ENTRIES SUPPLIED below:
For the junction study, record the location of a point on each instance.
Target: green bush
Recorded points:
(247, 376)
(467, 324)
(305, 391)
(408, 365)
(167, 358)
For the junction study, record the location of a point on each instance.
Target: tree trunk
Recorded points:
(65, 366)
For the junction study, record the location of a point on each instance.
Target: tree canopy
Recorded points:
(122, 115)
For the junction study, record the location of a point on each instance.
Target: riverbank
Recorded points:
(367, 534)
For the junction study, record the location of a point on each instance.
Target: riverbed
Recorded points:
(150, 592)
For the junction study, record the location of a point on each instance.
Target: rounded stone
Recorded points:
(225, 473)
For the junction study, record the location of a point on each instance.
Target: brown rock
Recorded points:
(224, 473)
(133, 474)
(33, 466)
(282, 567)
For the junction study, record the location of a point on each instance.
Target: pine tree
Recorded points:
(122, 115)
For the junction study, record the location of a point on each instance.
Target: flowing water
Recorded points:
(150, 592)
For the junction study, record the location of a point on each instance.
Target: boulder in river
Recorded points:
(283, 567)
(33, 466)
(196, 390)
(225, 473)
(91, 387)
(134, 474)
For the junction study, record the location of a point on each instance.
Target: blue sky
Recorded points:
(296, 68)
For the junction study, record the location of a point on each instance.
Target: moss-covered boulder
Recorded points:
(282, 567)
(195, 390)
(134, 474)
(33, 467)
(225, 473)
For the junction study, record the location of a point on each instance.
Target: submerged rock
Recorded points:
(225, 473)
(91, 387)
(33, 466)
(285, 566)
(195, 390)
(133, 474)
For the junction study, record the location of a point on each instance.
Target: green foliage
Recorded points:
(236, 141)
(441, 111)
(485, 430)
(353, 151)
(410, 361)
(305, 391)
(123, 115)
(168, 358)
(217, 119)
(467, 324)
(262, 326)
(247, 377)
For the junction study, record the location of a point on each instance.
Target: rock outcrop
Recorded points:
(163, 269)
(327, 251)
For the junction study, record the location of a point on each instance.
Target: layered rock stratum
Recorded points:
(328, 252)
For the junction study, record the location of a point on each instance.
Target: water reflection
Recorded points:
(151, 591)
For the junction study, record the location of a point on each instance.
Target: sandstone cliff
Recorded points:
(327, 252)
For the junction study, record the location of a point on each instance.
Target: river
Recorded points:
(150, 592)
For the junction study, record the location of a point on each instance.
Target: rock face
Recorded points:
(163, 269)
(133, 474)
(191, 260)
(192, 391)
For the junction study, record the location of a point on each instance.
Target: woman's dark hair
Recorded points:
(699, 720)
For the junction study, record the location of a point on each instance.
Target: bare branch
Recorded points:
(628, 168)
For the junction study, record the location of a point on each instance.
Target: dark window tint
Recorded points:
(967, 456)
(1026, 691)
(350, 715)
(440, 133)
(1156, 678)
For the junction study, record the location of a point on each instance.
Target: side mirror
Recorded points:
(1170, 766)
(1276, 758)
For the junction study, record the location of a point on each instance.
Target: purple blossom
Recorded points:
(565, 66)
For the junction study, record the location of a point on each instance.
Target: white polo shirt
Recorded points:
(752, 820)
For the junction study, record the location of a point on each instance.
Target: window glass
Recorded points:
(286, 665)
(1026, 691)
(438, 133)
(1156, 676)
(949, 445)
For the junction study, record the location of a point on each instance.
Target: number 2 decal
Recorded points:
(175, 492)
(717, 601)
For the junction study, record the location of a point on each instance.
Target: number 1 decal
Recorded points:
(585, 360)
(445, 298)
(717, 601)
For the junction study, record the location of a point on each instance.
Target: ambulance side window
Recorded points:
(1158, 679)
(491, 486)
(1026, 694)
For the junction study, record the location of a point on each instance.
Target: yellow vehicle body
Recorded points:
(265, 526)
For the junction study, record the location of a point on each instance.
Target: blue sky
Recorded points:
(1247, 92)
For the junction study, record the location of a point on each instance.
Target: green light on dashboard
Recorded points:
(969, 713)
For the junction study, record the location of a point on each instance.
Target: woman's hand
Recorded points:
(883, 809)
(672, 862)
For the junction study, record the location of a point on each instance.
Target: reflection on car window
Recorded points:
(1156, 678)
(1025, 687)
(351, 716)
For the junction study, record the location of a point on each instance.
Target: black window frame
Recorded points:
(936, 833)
End of ENTRIES SUPPLIED.
» REQUIREMENT:
Retype every record above exactly as it appears.

» EXERCISE ANSWER:
For the junction study, record the location of a point on each instance.
Target: green bush
Recorded points:
(247, 376)
(467, 324)
(305, 391)
(408, 365)
(167, 358)
For the junction study, record the location of a point on each instance.
Target: tree trunk
Recorded points:
(65, 366)
For the junction study, record the location of a point on each instance.
Target: tree canopy
Recorded points:
(122, 115)
For the junction study, record the location of a point on each instance.
Target: riverbank
Recorded points:
(367, 534)
For the junction study, record the location of a point on each instance.
Target: riverbed
Recorded points:
(150, 592)
For the junction study, record the location of a point on each instance.
Target: rounded stone
Recorded points:
(225, 473)
For the junction study, record the location of a point on each instance.
Target: brown rock
Recorded points:
(224, 473)
(133, 474)
(33, 466)
(282, 567)
For the junction study, record the location of a point on each instance.
Target: pine tree
Recorded points:
(122, 115)
For the junction study, record the location of a point on each instance.
Target: flowing water
Recorded points:
(150, 592)
For the junction study, record the location of a point on each instance.
Target: boulder in river
Recorded points:
(283, 567)
(33, 466)
(196, 390)
(225, 473)
(91, 387)
(134, 474)
For the junction study, record the location of a point on each instance.
Target: blue sky
Recorded points:
(296, 68)
For the junction study, record the location of a point on each instance.
Target: moss-covered boulder
Recorded points:
(282, 567)
(195, 390)
(134, 474)
(33, 467)
(225, 473)
For the junction study, record the location of a point on each instance.
Target: submerged rock
Recorded points:
(225, 473)
(91, 387)
(33, 466)
(285, 566)
(195, 390)
(133, 474)
For the junction study, record the location of a point on each instance.
Target: green foliage
Recorded points:
(236, 141)
(441, 111)
(485, 430)
(353, 151)
(410, 361)
(305, 391)
(123, 115)
(168, 358)
(217, 119)
(467, 324)
(262, 326)
(247, 377)
For the junction study, record the location of a point on each instance.
Target: rock outcrop
Recorded points:
(163, 269)
(327, 251)
For the junction study, record the location of a point on each instance.
Target: layered rock stratum
Recorded points:
(328, 252)
For the junction study, record the location of a point on each instance.
Target: water reflection
Recorded points:
(151, 591)
For the junction study, record the location of a point on each instance.
Target: sandstone cliff
Recorded points:
(327, 252)
For the junction study, record the location of a point on each instance.
Target: river
Recorded points:
(150, 592)
For the junction study, record the location of a point on each instance.
Target: rock face
Recorded points:
(163, 269)
(133, 474)
(191, 260)
(192, 391)
For the junction study, record the location of a point on each instance.
Target: woman's dark hair
Recorded points:
(699, 720)
For the junction study, record the location of a point on each instance.
Target: bare branch
Recorded points:
(628, 168)
For the junction study, record the location of a point on each instance.
Target: dark window tint
Recorded points:
(967, 456)
(1026, 691)
(350, 715)
(440, 133)
(1156, 678)
For the junction study, record the location of a point on each instance.
Target: side mirror
Recorded points:
(1170, 766)
(1276, 758)
For the junction study, record the location of a point on each instance.
Target: purple blossom
Recorded points:
(565, 66)
For the junction study, record the location of a point on each instance.
Target: white polo shirt
Recorded points:
(752, 820)
For the junction study, record the location of a point on each instance.
Target: window glass
Recorded points:
(286, 665)
(1026, 691)
(438, 133)
(1156, 676)
(949, 445)
For the junction study, record the location of a point on each instance.
Target: number 2 decal
Recorded points:
(175, 492)
(717, 601)
For the junction study, record the location of a point on each instance.
Target: number 1 decal
Recorded points:
(585, 360)
(445, 298)
(717, 601)
For the junction study, record the location of a point on each instance.
Target: ambulance side window
Recorded points:
(1158, 679)
(491, 486)
(1026, 694)
For the junction study, record the location of a point on each instance.
Target: yellow vehicle body
Recorded points:
(265, 526)
For the junction study, record the location of a point on each instance.
Target: blue sky
Recorded points:
(1247, 92)
For the junction study, record the location of a point on each instance.
Target: green light on dashboard
Recorded points:
(969, 713)
For the junction study, record the location of a point on each instance.
Target: woman's hand
Recorded points:
(883, 809)
(672, 862)
For the junction study, record the location of a point on each instance.
Target: reflection on car window
Recorded points:
(1156, 678)
(1025, 687)
(351, 716)
For the junction study, record the location of a point on each instance.
Target: black window frame
Recorded points:
(936, 833)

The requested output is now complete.